Task brief
Please pull out every line of the records below that contains the string "throat". Case counts.
>>>
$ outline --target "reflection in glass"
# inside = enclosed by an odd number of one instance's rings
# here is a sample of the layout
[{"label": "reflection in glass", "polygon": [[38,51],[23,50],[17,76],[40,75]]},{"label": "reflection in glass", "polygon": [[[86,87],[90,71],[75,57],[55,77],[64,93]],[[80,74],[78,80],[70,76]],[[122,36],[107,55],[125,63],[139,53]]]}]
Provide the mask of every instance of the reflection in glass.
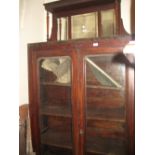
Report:
[{"label": "reflection in glass", "polygon": [[125,66],[113,54],[86,56],[86,154],[128,155]]},{"label": "reflection in glass", "polygon": [[70,59],[68,57],[46,58],[41,67],[55,76],[55,83],[70,83]]},{"label": "reflection in glass", "polygon": [[57,40],[68,40],[68,17],[57,19]]},{"label": "reflection in glass", "polygon": [[[40,78],[40,132],[43,155],[72,154],[71,59],[43,57]],[[60,150],[60,152],[58,151]]]},{"label": "reflection in glass", "polygon": [[97,37],[97,19],[96,12],[72,16],[72,39]]},{"label": "reflection in glass", "polygon": [[116,19],[114,9],[101,11],[102,36],[111,37],[116,34]]}]

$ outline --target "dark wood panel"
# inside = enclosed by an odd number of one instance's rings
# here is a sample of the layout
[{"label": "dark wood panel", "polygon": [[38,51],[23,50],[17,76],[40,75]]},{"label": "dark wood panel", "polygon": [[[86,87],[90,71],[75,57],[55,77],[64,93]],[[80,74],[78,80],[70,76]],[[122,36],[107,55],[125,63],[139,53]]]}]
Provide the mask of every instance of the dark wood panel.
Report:
[{"label": "dark wood panel", "polygon": [[42,85],[41,92],[49,101],[71,99],[71,88],[64,85]]},{"label": "dark wood panel", "polygon": [[71,117],[71,108],[66,106],[42,106],[40,109],[41,115],[51,115],[51,116],[61,116],[61,117]]},{"label": "dark wood panel", "polygon": [[48,127],[53,131],[60,132],[72,132],[72,120],[71,118],[64,117],[48,117]]},{"label": "dark wood panel", "polygon": [[43,155],[73,155],[73,151],[67,148],[59,148],[49,145],[44,145],[42,149]]},{"label": "dark wood panel", "polygon": [[127,142],[122,139],[87,136],[87,152],[101,155],[128,155]]},{"label": "dark wood panel", "polygon": [[47,130],[41,136],[41,143],[59,148],[72,149],[71,133]]},{"label": "dark wood panel", "polygon": [[111,108],[101,109],[100,107],[89,108],[86,114],[87,114],[87,119],[117,120],[117,121],[125,120],[125,110],[123,107],[115,108],[115,109],[111,109]]}]

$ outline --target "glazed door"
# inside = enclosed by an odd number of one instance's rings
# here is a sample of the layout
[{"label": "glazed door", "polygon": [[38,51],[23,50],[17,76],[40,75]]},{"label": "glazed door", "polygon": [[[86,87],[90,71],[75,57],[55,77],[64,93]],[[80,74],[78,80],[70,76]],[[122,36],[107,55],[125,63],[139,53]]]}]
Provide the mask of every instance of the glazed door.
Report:
[{"label": "glazed door", "polygon": [[85,56],[86,155],[129,155],[125,64]]},{"label": "glazed door", "polygon": [[38,74],[41,155],[72,155],[71,58],[40,57]]}]

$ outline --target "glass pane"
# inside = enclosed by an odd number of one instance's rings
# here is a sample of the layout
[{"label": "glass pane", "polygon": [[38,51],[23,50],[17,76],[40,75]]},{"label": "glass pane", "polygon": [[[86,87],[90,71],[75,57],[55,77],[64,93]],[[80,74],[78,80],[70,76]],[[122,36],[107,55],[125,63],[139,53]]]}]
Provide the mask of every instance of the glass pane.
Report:
[{"label": "glass pane", "polygon": [[114,55],[85,57],[87,155],[128,155],[125,66]]},{"label": "glass pane", "polygon": [[71,155],[71,59],[43,57],[38,62],[42,154]]},{"label": "glass pane", "polygon": [[116,19],[114,9],[101,11],[102,36],[110,37],[116,34]]},{"label": "glass pane", "polygon": [[96,12],[72,16],[72,39],[97,37],[97,19]]},{"label": "glass pane", "polygon": [[57,40],[68,39],[68,17],[61,17],[57,19],[58,31]]}]

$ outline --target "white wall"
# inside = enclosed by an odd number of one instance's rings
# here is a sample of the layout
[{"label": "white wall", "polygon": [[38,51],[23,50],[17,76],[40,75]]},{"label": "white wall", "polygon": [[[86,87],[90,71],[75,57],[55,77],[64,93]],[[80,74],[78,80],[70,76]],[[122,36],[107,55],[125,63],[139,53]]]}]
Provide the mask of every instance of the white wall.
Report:
[{"label": "white wall", "polygon": [[20,104],[28,103],[27,44],[45,41],[43,0],[20,0]]},{"label": "white wall", "polygon": [[[46,41],[45,9],[43,3],[57,0],[20,0],[20,103],[28,103],[27,44]],[[121,16],[125,29],[131,32],[131,0],[122,0]]]}]

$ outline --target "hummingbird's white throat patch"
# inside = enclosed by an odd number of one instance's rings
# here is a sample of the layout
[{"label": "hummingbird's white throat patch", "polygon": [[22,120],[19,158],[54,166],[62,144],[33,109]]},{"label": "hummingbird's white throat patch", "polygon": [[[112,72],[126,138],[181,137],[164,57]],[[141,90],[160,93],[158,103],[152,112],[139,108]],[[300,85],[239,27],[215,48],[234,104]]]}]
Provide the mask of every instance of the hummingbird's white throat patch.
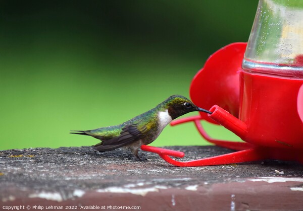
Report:
[{"label": "hummingbird's white throat patch", "polygon": [[160,111],[158,113],[159,118],[159,131],[162,130],[173,120],[172,117],[168,113],[168,110],[166,109],[165,111]]}]

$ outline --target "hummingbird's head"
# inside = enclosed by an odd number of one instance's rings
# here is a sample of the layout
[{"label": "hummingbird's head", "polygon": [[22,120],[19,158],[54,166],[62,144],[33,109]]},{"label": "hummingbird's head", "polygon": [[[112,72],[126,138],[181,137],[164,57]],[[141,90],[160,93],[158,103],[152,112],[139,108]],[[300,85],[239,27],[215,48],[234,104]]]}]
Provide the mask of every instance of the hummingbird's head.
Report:
[{"label": "hummingbird's head", "polygon": [[167,99],[161,104],[167,109],[172,119],[192,111],[202,111],[211,114],[209,111],[199,108],[192,102],[181,95],[173,95]]}]

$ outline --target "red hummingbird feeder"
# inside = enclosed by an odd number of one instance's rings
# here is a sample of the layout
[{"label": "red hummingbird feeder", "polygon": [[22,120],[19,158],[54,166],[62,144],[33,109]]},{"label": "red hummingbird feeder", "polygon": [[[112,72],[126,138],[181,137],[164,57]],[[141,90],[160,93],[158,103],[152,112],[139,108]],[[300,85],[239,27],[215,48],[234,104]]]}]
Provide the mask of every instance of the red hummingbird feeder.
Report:
[{"label": "red hummingbird feeder", "polygon": [[[303,163],[303,1],[260,0],[248,43],[232,43],[211,55],[189,93],[212,114],[171,124],[192,121],[207,141],[236,152],[182,162],[171,158],[184,157],[181,152],[145,145],[142,150],[180,167],[269,159]],[[201,120],[221,124],[244,142],[212,138]]]}]

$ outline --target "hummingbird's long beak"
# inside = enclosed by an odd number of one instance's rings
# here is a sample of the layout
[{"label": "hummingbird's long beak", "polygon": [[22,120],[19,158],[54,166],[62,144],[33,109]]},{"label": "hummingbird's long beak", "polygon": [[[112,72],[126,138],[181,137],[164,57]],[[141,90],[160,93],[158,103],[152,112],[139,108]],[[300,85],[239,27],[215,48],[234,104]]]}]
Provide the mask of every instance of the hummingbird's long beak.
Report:
[{"label": "hummingbird's long beak", "polygon": [[197,111],[202,111],[203,112],[206,112],[207,113],[209,113],[210,114],[212,114],[213,113],[211,112],[210,111],[206,110],[206,109],[204,109],[203,108],[199,108],[198,107],[197,108]]}]

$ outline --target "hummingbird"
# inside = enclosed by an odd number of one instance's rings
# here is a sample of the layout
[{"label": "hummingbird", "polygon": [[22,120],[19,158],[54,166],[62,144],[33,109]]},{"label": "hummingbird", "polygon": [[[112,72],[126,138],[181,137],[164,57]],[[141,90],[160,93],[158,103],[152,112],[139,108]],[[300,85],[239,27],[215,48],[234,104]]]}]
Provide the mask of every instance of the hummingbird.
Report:
[{"label": "hummingbird", "polygon": [[121,124],[88,130],[71,130],[71,133],[90,135],[101,140],[92,146],[99,152],[120,148],[130,150],[140,161],[147,160],[138,155],[142,145],[148,145],[160,134],[172,120],[192,111],[210,111],[195,105],[181,95],[173,95],[149,111]]}]

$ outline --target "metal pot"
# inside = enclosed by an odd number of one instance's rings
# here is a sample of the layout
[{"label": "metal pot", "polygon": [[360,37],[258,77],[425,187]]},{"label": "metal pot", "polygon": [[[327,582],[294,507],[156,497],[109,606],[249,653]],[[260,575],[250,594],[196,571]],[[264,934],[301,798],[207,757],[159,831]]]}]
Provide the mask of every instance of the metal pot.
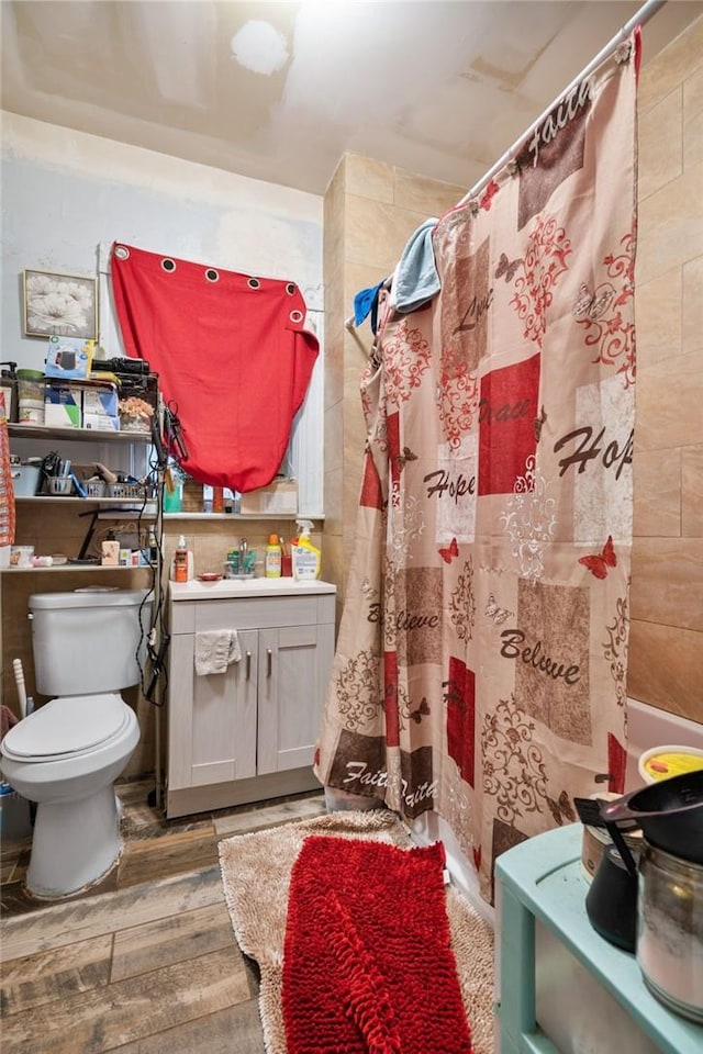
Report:
[{"label": "metal pot", "polygon": [[637,827],[650,845],[703,864],[703,770],[601,803],[600,812],[611,833]]},{"label": "metal pot", "polygon": [[646,840],[639,857],[637,963],[660,1002],[703,1023],[703,866]]}]

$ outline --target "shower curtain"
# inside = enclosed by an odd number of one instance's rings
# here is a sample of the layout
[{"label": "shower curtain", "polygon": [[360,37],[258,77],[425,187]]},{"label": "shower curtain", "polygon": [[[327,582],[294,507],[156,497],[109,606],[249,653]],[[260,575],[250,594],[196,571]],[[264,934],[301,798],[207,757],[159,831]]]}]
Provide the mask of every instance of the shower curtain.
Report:
[{"label": "shower curtain", "polygon": [[[639,37],[433,244],[361,380],[355,553],[322,783],[504,850],[624,786]],[[362,799],[359,799],[361,803]]]}]

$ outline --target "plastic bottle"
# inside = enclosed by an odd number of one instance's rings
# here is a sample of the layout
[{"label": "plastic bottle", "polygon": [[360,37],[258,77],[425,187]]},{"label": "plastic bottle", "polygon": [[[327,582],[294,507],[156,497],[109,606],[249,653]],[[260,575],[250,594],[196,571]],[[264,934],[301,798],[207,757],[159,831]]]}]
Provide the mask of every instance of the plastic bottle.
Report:
[{"label": "plastic bottle", "polygon": [[181,535],[174,553],[174,582],[188,582],[188,557],[186,537]]},{"label": "plastic bottle", "polygon": [[300,534],[293,546],[293,578],[297,582],[310,582],[320,578],[322,553],[310,540],[312,523],[309,519],[299,519],[297,523]]},{"label": "plastic bottle", "polygon": [[280,579],[281,576],[281,543],[278,540],[278,535],[268,536],[264,574],[267,579]]}]

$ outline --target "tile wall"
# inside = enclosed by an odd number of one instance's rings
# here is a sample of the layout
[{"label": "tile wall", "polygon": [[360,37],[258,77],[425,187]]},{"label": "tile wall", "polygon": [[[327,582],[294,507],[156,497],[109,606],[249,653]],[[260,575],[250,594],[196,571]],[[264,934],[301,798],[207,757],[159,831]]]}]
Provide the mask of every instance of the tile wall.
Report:
[{"label": "tile wall", "polygon": [[703,721],[703,19],[643,36],[627,688]]},{"label": "tile wall", "polygon": [[[703,19],[639,83],[637,416],[628,694],[703,721]],[[324,203],[324,576],[344,599],[364,450],[359,377],[372,335],[345,328],[415,227],[464,189],[357,155]]]},{"label": "tile wall", "polygon": [[366,438],[359,380],[373,343],[369,318],[352,330],[345,321],[355,294],[392,273],[413,231],[455,205],[466,190],[345,154],[325,194],[323,578],[336,582],[338,608],[354,551]]}]

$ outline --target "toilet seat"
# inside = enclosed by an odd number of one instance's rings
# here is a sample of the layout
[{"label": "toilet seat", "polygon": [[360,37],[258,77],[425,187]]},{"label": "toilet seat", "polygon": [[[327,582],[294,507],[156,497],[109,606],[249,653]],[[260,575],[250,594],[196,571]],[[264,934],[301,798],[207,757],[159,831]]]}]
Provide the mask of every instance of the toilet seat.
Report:
[{"label": "toilet seat", "polygon": [[119,737],[130,714],[116,693],[52,699],[10,729],[2,754],[25,763],[80,758]]}]

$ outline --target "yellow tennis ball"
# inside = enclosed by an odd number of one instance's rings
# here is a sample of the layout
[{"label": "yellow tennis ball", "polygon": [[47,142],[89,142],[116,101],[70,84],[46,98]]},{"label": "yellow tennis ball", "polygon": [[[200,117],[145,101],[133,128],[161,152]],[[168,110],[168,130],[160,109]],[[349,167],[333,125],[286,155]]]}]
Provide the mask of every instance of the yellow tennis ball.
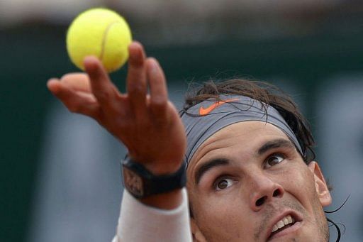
<<<
Written reply
$ outline --target "hummingbird's white throat patch"
[{"label": "hummingbird's white throat patch", "polygon": [[22,120],[19,158],[54,166],[62,144],[33,109]]},{"label": "hummingbird's white throat patch", "polygon": [[[112,72],[126,138],[181,137],[164,57]],[[141,90],[160,93],[158,103],[152,112],[139,108]],[[300,85],[239,27],[215,48],[234,104]]]}]
Provide the mask of every instance of the hummingbird's white throat patch.
[{"label": "hummingbird's white throat patch", "polygon": [[160,111],[158,113],[159,118],[159,131],[162,130],[173,120],[172,117],[168,113],[168,110],[166,109],[165,111]]}]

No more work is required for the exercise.